— Start of Dataset records —

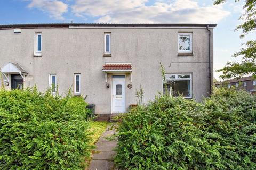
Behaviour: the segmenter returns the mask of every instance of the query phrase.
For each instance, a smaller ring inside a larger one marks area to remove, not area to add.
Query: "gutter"
[[[209,26],[207,26],[207,30],[209,32],[209,94],[211,95],[212,93],[212,85],[211,83],[211,77],[212,73],[211,72],[211,39],[212,32],[209,29]]]

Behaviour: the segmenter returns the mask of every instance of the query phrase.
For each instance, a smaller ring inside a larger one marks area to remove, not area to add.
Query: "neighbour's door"
[[[112,83],[112,113],[125,112],[125,79],[114,78]]]
[[[23,78],[19,74],[11,75],[11,89],[21,89],[23,87]]]

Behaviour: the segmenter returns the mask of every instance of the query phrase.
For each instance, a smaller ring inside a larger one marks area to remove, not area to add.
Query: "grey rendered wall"
[[[42,32],[42,57],[34,57],[35,32]],[[103,57],[105,32],[111,32],[111,57]],[[177,56],[179,32],[193,33],[194,56]],[[135,90],[140,85],[145,89],[144,103],[162,91],[160,62],[167,73],[191,73],[193,97],[200,100],[209,92],[208,45],[209,32],[204,28],[23,29],[20,34],[2,30],[0,67],[8,62],[19,63],[29,72],[26,85],[36,83],[42,91],[49,87],[49,74],[57,74],[60,93],[72,86],[74,73],[81,73],[82,93],[88,95],[86,101],[96,104],[97,113],[109,113],[111,88],[108,89],[105,82],[105,62],[132,63],[132,89],[127,88],[126,74],[127,107],[136,103]],[[110,84],[111,78],[109,74]]]

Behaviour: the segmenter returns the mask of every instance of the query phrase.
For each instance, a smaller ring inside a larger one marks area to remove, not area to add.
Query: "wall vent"
[[[21,29],[20,28],[15,28],[13,29],[13,32],[15,33],[21,33]]]

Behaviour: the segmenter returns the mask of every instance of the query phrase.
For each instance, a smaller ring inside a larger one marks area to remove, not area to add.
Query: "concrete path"
[[[110,128],[107,128],[106,131],[95,143],[96,148],[88,170],[110,170],[114,167],[113,158],[115,152],[113,149],[116,147],[117,142],[106,139],[115,133],[114,131],[110,130]]]

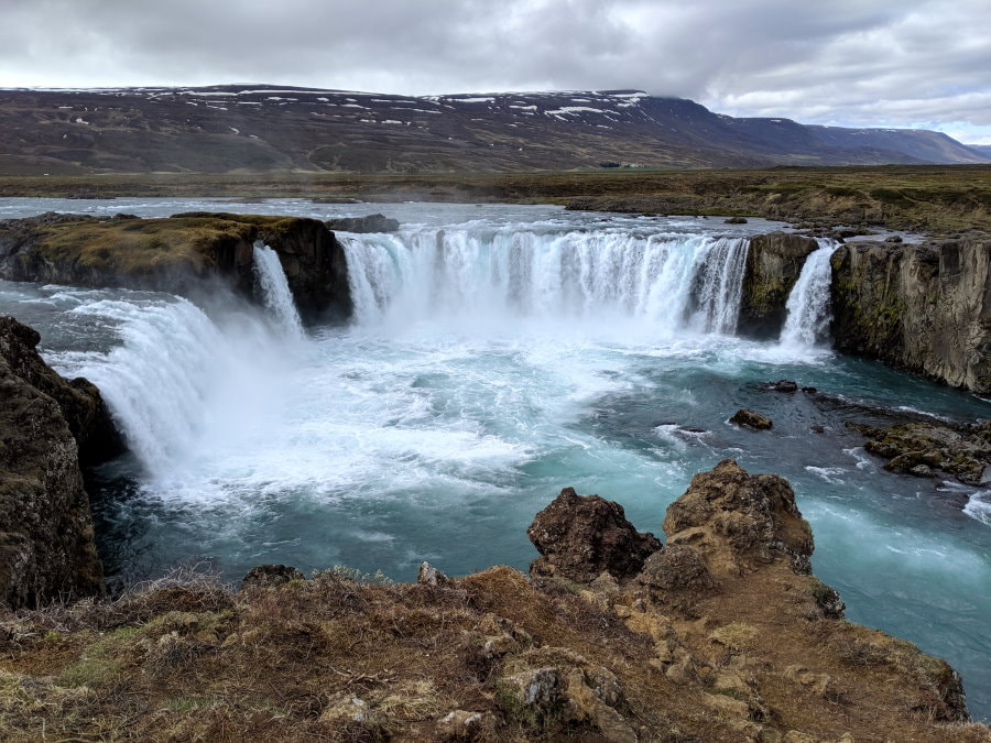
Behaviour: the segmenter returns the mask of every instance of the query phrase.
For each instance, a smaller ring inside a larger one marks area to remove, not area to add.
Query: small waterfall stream
[[[825,336],[830,319],[832,265],[829,259],[835,250],[836,242],[823,239],[819,249],[805,259],[798,281],[788,295],[788,316],[781,331],[782,346],[812,347]]]
[[[292,338],[303,338],[303,321],[296,310],[296,303],[288,286],[288,280],[282,270],[279,254],[261,240],[254,243],[254,273],[261,285],[262,299],[265,307],[275,317],[276,323]]]

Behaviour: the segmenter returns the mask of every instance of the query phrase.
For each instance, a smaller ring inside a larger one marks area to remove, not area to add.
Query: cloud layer
[[[988,0],[0,0],[0,86],[642,88],[991,142]]]

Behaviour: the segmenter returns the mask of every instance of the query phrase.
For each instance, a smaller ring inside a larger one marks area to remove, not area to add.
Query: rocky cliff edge
[[[946,663],[842,620],[785,480],[722,461],[664,529],[566,489],[532,577],[260,566],[10,614],[0,736],[991,740]]]

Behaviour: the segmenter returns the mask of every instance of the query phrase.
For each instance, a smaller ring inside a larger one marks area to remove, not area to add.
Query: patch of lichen
[[[198,272],[211,264],[218,245],[250,241],[254,233],[249,222],[206,217],[62,222],[41,229],[34,253],[121,273]]]

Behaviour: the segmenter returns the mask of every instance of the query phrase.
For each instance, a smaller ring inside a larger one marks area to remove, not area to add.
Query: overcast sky
[[[991,144],[991,0],[0,0],[0,87],[640,88]]]

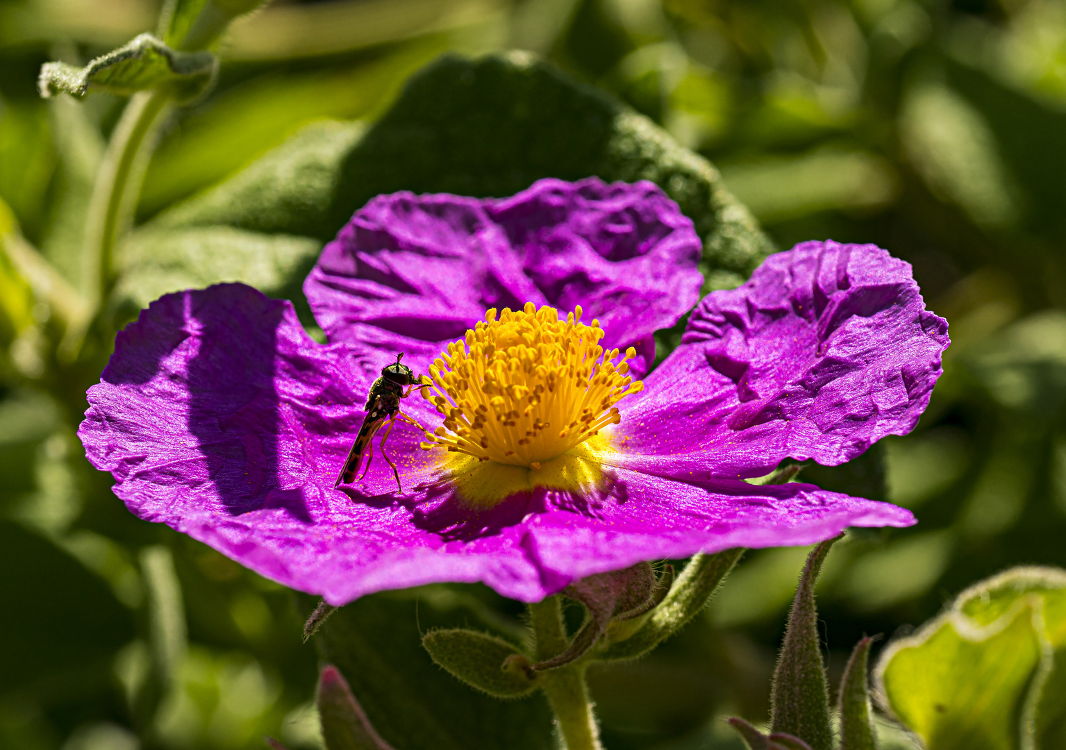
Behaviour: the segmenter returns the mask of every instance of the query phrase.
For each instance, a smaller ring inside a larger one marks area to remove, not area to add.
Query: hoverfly
[[[410,368],[406,364],[400,364],[402,358],[403,352],[397,355],[395,362],[382,369],[382,376],[371,385],[370,393],[367,395],[367,406],[365,407],[367,415],[362,418],[362,426],[359,428],[359,435],[352,444],[352,450],[348,452],[348,458],[344,459],[344,467],[341,469],[340,474],[337,475],[334,489],[340,487],[341,483],[351,484],[355,480],[355,473],[362,463],[364,453],[369,453],[369,455],[367,458],[367,468],[362,471],[362,476],[359,478],[361,479],[367,475],[367,472],[370,471],[370,461],[374,458],[374,445],[371,440],[373,440],[377,430],[388,422],[388,429],[385,430],[385,437],[382,438],[382,455],[385,456],[385,460],[392,467],[392,473],[397,477],[397,488],[403,492],[403,487],[400,485],[400,472],[397,470],[395,463],[385,453],[385,441],[389,439],[389,433],[392,431],[392,426],[398,419],[425,431],[422,425],[400,411],[400,400],[410,395],[414,389],[424,388],[425,386],[422,385],[420,377],[415,377],[415,373],[411,372]],[[404,387],[407,388],[406,391]]]

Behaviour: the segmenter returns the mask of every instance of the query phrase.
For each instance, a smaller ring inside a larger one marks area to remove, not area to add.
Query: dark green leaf
[[[66,93],[79,98],[94,93],[126,96],[165,86],[176,99],[187,100],[207,88],[216,67],[210,52],[176,52],[151,34],[141,34],[83,68],[46,63],[37,86],[43,97]]]
[[[438,665],[496,698],[520,698],[537,686],[523,670],[503,669],[508,656],[522,653],[494,635],[465,627],[441,629],[426,633],[422,646]]]
[[[770,750],[770,738],[744,719],[734,716],[728,719],[737,734],[744,738],[744,743],[749,750]]]
[[[448,56],[413,78],[362,138],[305,129],[244,173],[160,216],[327,241],[381,193],[506,196],[543,177],[658,183],[704,238],[708,268],[744,276],[772,246],[707,161],[602,92],[527,54]]]
[[[788,630],[777,659],[771,694],[773,730],[800,737],[813,750],[833,748],[829,692],[818,634],[814,582],[829,548],[840,538],[823,541],[807,557],[789,612]]]
[[[160,26],[163,40],[175,49],[206,49],[235,17],[265,0],[168,0]]]
[[[877,750],[867,684],[867,659],[873,641],[863,638],[858,642],[840,683],[840,750]]]
[[[392,750],[367,718],[337,668],[327,664],[316,699],[326,750]]]
[[[455,596],[462,590],[364,597],[334,613],[314,642],[397,748],[549,750],[551,714],[542,696],[500,702],[456,682],[422,648],[420,629],[487,624],[490,618]]]

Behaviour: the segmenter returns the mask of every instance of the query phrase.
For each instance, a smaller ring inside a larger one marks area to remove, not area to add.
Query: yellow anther
[[[643,388],[627,376],[636,352],[612,361],[618,350],[599,345],[599,321],[585,325],[581,315],[578,306],[561,321],[533,303],[488,310],[430,368],[432,394],[422,394],[446,419],[421,447],[537,469],[617,424],[614,405]]]

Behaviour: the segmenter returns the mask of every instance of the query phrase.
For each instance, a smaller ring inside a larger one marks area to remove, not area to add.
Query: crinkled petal
[[[304,292],[330,341],[440,352],[488,308],[527,301],[597,317],[609,346],[635,346],[699,297],[701,243],[651,182],[545,179],[505,199],[374,198],[326,245]],[[432,356],[432,355],[431,355]]]
[[[908,263],[874,245],[796,245],[699,304],[619,404],[618,462],[701,478],[759,476],[786,457],[843,463],[915,427],[949,343]]]
[[[79,429],[139,517],[163,522],[333,604],[433,582],[481,581],[536,601],[643,559],[806,544],[910,513],[808,485],[678,482],[605,469],[600,489],[537,489],[472,511],[398,423],[367,478],[333,482],[362,401],[392,353],[322,346],[288,303],[242,284],[171,294],[124,330]],[[426,424],[420,398],[402,408]]]

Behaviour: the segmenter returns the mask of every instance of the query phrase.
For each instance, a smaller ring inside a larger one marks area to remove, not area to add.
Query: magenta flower
[[[646,182],[381,196],[305,284],[332,343],[242,284],[166,295],[119,333],[79,435],[139,517],[336,605],[443,581],[537,601],[641,560],[914,523],[743,480],[915,426],[949,342],[909,265],[834,242],[772,256],[696,307],[642,389],[651,333],[696,303],[699,250]],[[335,490],[399,352],[433,378],[401,403],[432,435],[392,431],[402,492],[379,459]]]

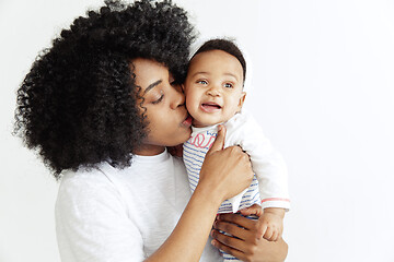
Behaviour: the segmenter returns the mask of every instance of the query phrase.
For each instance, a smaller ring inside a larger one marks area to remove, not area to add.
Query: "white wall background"
[[[13,138],[39,50],[100,0],[0,1],[0,261],[59,261],[58,184]],[[286,158],[290,262],[394,261],[394,1],[177,0],[250,55],[246,107]]]

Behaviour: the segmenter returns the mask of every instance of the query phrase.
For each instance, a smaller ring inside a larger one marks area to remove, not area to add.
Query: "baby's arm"
[[[287,167],[252,116],[242,115],[229,121],[228,141],[240,144],[251,157],[264,209],[258,219],[259,233],[265,239],[275,241],[281,236],[283,216],[290,207]]]

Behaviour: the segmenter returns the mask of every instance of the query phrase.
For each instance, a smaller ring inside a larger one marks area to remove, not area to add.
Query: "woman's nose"
[[[172,88],[172,100],[171,100],[171,108],[176,109],[179,106],[185,105],[185,95],[182,91],[181,85],[174,85]]]

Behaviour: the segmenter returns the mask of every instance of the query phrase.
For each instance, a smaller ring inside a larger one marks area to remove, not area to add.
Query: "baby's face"
[[[241,110],[245,93],[240,61],[222,50],[200,52],[185,81],[186,107],[197,128],[228,121]]]

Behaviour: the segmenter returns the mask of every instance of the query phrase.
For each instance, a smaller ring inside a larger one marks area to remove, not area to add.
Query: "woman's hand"
[[[250,157],[240,146],[223,150],[225,128],[219,126],[216,141],[208,151],[197,187],[215,191],[223,202],[247,188],[253,178]]]
[[[241,213],[243,215],[260,216],[263,210],[255,204],[242,210]],[[212,245],[243,261],[285,261],[288,246],[283,239],[267,241],[260,237],[257,229],[257,221],[243,217],[240,214],[220,214],[211,231]],[[233,237],[225,236],[219,230],[225,231]]]

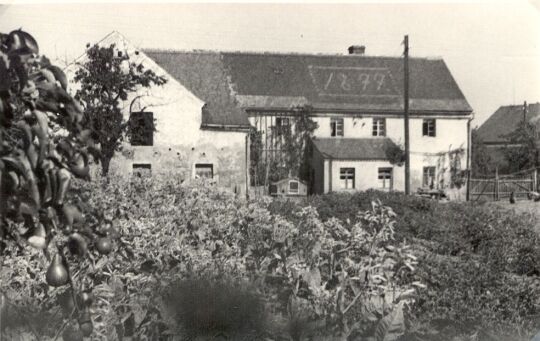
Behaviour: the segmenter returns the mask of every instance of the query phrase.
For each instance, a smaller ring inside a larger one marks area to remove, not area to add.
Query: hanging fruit
[[[47,231],[45,231],[43,224],[39,223],[36,226],[34,234],[28,238],[28,244],[38,250],[43,250],[47,247]]]
[[[79,318],[79,329],[84,336],[90,336],[94,330],[92,318],[90,317],[90,310],[88,308],[84,309],[81,317]]]
[[[69,230],[73,225],[79,225],[84,223],[84,215],[77,206],[71,204],[64,204],[61,209],[62,222],[64,226]]]
[[[86,239],[80,233],[72,233],[67,243],[69,252],[74,255],[84,256],[88,250]]]
[[[55,254],[47,274],[45,275],[47,284],[52,287],[61,287],[69,281],[69,276],[66,267],[63,264],[63,259],[60,254]]]
[[[71,173],[67,169],[62,168],[58,171],[55,204],[62,205],[64,203],[64,198],[66,197],[66,192],[69,188],[70,180],[71,180]]]
[[[83,291],[81,293],[81,301],[85,307],[89,307],[94,302],[94,295],[91,291]]]
[[[101,237],[96,242],[99,253],[106,255],[112,251],[112,242],[108,237]]]
[[[58,295],[57,300],[58,304],[62,308],[62,313],[64,316],[70,316],[75,309],[75,301],[73,301],[73,293],[71,289],[68,289]]]
[[[62,333],[62,339],[64,341],[83,341],[83,332],[73,324],[69,324]]]

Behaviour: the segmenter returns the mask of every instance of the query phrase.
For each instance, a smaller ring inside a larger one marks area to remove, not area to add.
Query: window
[[[214,178],[214,165],[211,163],[195,164],[195,179],[212,179]]]
[[[354,168],[340,168],[339,169],[339,182],[343,189],[354,188]]]
[[[289,118],[288,117],[276,117],[276,126],[277,127],[283,127],[289,125]]]
[[[330,120],[330,136],[343,136],[342,118],[332,118]]]
[[[289,181],[289,193],[298,193],[298,181]]]
[[[386,119],[373,119],[373,136],[386,136]]]
[[[132,112],[129,116],[129,137],[132,146],[153,146],[154,113]]]
[[[423,187],[433,189],[435,186],[435,167],[424,167]]]
[[[422,123],[422,136],[435,136],[436,134],[436,125],[435,119],[430,118],[424,120]]]
[[[134,163],[133,164],[133,175],[138,176],[139,178],[143,176],[152,175],[152,165],[149,163]]]
[[[392,168],[379,168],[379,188],[392,189]]]

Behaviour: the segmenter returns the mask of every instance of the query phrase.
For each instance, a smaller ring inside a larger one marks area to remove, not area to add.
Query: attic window
[[[214,165],[211,163],[195,164],[195,179],[212,179],[214,178]]]
[[[436,136],[436,128],[434,118],[425,119],[422,123],[422,136]]]
[[[276,118],[276,126],[283,127],[289,125],[289,118],[288,117],[277,117]]]
[[[132,112],[129,117],[129,136],[132,146],[153,146],[154,113]]]
[[[330,120],[330,136],[343,136],[343,119],[332,118]]]

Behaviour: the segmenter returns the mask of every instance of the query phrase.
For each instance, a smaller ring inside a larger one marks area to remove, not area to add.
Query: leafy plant
[[[403,147],[395,143],[388,143],[385,146],[384,152],[388,161],[393,165],[402,166],[407,157]]]
[[[36,40],[19,29],[0,34],[0,42],[2,300],[22,312],[39,339],[32,320],[55,321],[47,313],[48,291],[69,286],[75,303],[67,318],[88,336],[92,320],[87,302],[77,301],[73,264],[98,258],[93,241],[106,232],[68,196],[74,178],[89,178],[89,155],[99,157],[100,146],[81,104],[66,91],[65,74],[39,57]],[[34,310],[19,306],[25,303]]]
[[[252,185],[268,185],[288,176],[307,182],[311,176],[311,138],[317,129],[309,106],[291,109],[286,125],[269,127],[272,142],[263,141],[263,132],[250,132],[250,176]],[[267,145],[273,143],[274,145]],[[272,151],[270,151],[272,150]]]
[[[122,101],[139,87],[163,85],[166,79],[152,70],[145,70],[127,54],[119,56],[115,45],[94,45],[86,50],[86,61],[75,73],[80,88],[75,98],[84,104],[85,119],[91,125],[102,152],[102,173],[109,172],[110,160],[128,131],[124,120]]]

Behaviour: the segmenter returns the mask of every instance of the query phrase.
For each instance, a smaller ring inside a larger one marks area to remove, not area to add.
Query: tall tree
[[[521,120],[507,138],[509,144],[505,149],[505,157],[510,172],[539,166],[538,131],[535,124]]]
[[[478,129],[471,132],[471,159],[472,176],[486,176],[494,172],[491,156],[489,155],[484,141],[478,135]]]
[[[129,126],[122,112],[122,101],[139,87],[163,85],[166,79],[145,70],[142,64],[131,62],[128,55],[119,56],[114,44],[89,47],[86,56],[87,60],[75,74],[75,81],[80,83],[75,98],[85,105],[85,118],[101,144],[102,174],[107,176],[111,159]]]

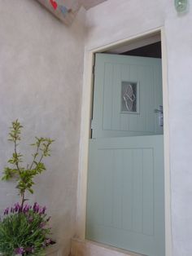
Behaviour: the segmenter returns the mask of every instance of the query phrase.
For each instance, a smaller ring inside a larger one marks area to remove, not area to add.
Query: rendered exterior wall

— End of Dataset records —

Directions for this task >> Count the lines in the items above that contain the string "rendered". Reply with the number alone.

Solution >> 2